◆ EXERCISE GOAL ◆
Leave out the pictures and reproduce all of the data exactly.

◆ DATASET EXTRACT ◆
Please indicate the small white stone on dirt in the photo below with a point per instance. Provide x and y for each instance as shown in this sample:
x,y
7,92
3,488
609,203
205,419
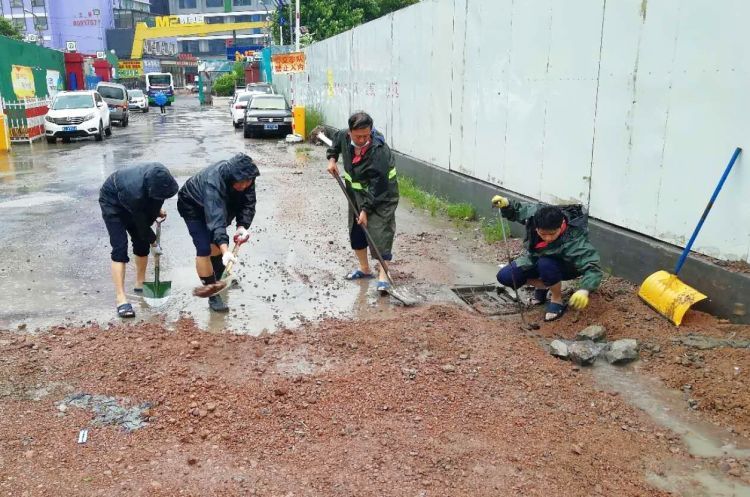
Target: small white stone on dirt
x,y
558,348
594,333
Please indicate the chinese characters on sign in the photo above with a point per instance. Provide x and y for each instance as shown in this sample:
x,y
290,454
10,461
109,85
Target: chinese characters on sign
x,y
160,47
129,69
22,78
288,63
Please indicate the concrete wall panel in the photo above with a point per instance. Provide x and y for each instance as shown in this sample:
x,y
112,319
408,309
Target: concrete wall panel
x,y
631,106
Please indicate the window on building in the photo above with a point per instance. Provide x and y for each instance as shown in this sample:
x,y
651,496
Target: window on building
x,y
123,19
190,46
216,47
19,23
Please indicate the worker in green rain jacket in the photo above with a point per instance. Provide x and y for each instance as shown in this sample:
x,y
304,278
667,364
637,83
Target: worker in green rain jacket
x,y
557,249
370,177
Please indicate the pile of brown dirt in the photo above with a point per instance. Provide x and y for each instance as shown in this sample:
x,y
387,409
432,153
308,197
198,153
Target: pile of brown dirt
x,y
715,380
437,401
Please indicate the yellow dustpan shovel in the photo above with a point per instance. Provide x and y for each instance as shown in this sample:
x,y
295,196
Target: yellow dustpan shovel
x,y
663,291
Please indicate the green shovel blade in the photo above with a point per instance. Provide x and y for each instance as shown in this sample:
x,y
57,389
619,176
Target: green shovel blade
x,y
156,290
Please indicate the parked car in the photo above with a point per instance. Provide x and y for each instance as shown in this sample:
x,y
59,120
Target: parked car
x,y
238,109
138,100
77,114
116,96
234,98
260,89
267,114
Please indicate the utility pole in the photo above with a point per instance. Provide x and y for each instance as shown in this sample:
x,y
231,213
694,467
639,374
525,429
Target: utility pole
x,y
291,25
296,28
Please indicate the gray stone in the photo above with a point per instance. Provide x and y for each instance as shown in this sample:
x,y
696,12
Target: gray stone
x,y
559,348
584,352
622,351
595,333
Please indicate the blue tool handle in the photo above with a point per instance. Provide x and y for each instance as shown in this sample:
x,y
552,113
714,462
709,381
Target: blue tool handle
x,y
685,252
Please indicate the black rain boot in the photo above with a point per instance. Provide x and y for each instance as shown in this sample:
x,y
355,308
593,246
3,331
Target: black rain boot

◆ RESPONSE TO THIS TASK ◆
Please indicate the small white stone on dirt in the photo below with a point per instance. Provide x and y for each instance as shown in this sample:
x,y
7,92
3,488
609,203
205,419
Target: small white stone on dirt
x,y
558,348
594,333
Please indicate the chinese characters on sign in the photo above with a point per instance. Provide x and y for each instance as shown in this sample:
x,y
290,454
10,461
109,85
Target: chinese characters on sign
x,y
160,47
129,69
22,78
288,63
Please indicate the concrete wall panel in the photo above with a point per instance. Provide x and y for each instance as shown in this sample:
x,y
112,319
408,309
Target: concrete wall panel
x,y
631,106
Please indicate the window on building in the photo above with a point per instance. Provide x and y for each instance as shown in this sample:
x,y
651,496
Target: window on building
x,y
123,19
190,46
216,47
19,23
Please indicate the worker in green rain jacket in the photo above with a point per instance. Provide x and y for each instance as shown in this sample:
x,y
304,278
667,364
637,83
Target: worker in green rain jacket
x,y
557,249
370,177
Please indicate the pile of brown dirt in the photo above with a point per instance. Provide x and y for each instance as shown in this sample:
x,y
387,409
432,153
308,197
198,153
Target: pile of brown dirt
x,y
715,380
437,401
Please indicate the yellow dustpan shovel in the photo above with a point per instance. Provide x and y for each instance as shown in this sample:
x,y
295,196
Target: yellow dustpan shovel
x,y
663,291
Please indicate the green shovel blade in the photo above with a point per instance. Provide x and y for each instance as shown in this sample:
x,y
57,389
619,176
Target: green shovel blade
x,y
156,290
Please indicate the parked car in the photo above with a point per instance. Provide x and y for each instance as shown in this sample:
x,y
59,120
Target: parked car
x,y
238,109
138,100
77,114
116,96
234,98
260,89
267,114
Please indicate the utility pole in the photo above with a point per instance. Provide x and y for each instance as shown in this sample:
x,y
231,213
694,467
639,374
525,429
Target: utility pole
x,y
291,25
296,28
Please indicate the gray stone in the photo above with a point per instance. Provide x and y for each instance as shown in this sample:
x,y
696,12
Target: gray stone
x,y
559,348
584,352
622,351
595,333
Please indicate the blue tool handle in the photo above with a point per instance. Provide x and y for each instance as shown in this sample:
x,y
552,113
714,462
709,381
Target: blue tool handle
x,y
685,252
Please indicate the black rain boot in the photo above with a point per instance. Provide x and y for each instance as shown in this sample:
x,y
355,308
593,246
3,331
Target: black rain boot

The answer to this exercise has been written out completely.